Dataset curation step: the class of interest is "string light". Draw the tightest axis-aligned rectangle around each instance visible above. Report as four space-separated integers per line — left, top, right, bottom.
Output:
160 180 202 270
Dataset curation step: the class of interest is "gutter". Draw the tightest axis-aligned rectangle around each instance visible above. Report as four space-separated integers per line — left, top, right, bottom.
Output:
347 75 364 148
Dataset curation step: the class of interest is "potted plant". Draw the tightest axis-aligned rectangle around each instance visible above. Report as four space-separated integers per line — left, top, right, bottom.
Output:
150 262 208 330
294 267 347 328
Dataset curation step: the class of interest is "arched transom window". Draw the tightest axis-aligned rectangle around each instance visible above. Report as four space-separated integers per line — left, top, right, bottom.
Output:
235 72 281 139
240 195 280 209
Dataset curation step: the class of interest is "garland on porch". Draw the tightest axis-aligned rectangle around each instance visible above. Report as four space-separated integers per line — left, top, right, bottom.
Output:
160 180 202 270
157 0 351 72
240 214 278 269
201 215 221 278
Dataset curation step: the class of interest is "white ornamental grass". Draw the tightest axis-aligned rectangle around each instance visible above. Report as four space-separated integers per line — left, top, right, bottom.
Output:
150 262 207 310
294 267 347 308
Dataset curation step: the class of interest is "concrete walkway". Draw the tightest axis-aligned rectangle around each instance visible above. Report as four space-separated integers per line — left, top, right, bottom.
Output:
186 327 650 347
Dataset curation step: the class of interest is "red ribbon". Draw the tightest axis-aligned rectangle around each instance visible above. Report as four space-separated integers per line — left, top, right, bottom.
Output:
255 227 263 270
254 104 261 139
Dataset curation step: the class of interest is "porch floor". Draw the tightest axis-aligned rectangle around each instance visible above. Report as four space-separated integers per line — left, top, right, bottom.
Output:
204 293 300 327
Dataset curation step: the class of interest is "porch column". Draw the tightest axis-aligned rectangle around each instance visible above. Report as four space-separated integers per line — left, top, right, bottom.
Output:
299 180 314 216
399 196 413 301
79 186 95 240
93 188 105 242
++++
TASK DESCRIPTION – Give the entries again in full, exactly as they are written.

RESPONSE TO THIS TASK –
Dataset curation step: the class of interest is "string light". Draw the tightest axis-aligned rectangle around each instance visible above. Report as four space-separated integers per line — left, top, right, bottom.
Output:
160 180 202 270
Dataset curation step: the class of interest is "gutter". Draw the tightest axis-aligned rectangle around each instance visible above. Report as four space-separated integers per line — left, top, right, bottom.
Output:
347 75 364 148
Dataset curation step: the class of interest is "potted plant". Draw the tightest axis-aligned rectangle around each instance visible above. Report as four space-separated integers per line — left, top, right, bottom.
Output:
150 262 208 330
294 267 347 328
Dataset curation step: the class of interest is "arched transom window". Draw the tightest axis-aligned rectangle around each instance visible above. Report as four space-separated integers per line — left, top, right, bottom.
Output:
235 72 281 139
240 195 280 209
Dataset curation step: the class of interest is "garland on porch". Draw the tightest axis-aligned rectangle around each instance visible above. Report as four space-separated integers per line — left, top, right, bottom.
Output:
160 180 202 270
157 0 351 72
240 214 278 269
201 215 221 278
Dataset curation step: the class of interest is "white ornamental grass". Draw the tightest axis-aligned rectangle around each instance visible above. Report as four space-separated integers per line — left, top, right, bottom.
Output:
150 262 207 310
294 267 347 308
Dataset curation step: the class of interest is "concrete walkway". Draw the tightest axis-aligned rectangle around each instance visible above. Report as four space-separated integers per line — left, top, right, bottom.
Output:
186 327 650 347
Dataset curation step: the class of interest is "red ribbon". Draw the tightest axis-aligned rectangle around each instance visible above. Report as four space-separated integers per line — left, top, right, bottom.
Output:
255 227 263 270
254 104 261 139
Dataset curation step: the class of interest is "porch floor". Draw the tightest axis-aligned rectangle around each instance visible above. Report as four space-separated integers per line — left, top, right, bottom.
Output:
204 293 300 327
Dataset curation step: the class of interest is "porch column". Draw the tightest axis-aligned rectangle around each instance visible above. Report as four space-separated integers per line — left, top, right, bottom.
Output:
299 180 314 216
399 196 413 301
79 186 95 240
93 188 105 242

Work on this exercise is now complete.